_Work to complete_:
Read the records below. Copy each line where the string "point" occurs.

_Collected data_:
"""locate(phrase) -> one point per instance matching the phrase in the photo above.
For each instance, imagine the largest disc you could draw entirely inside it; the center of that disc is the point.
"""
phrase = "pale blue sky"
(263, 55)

_Output for this exercise_:
"""locate(phrase) -> one point per instance matching the phrase in the photo above.
For each instance, imagine the largest disc you could draw entirely inside it; the center of that disc is the point.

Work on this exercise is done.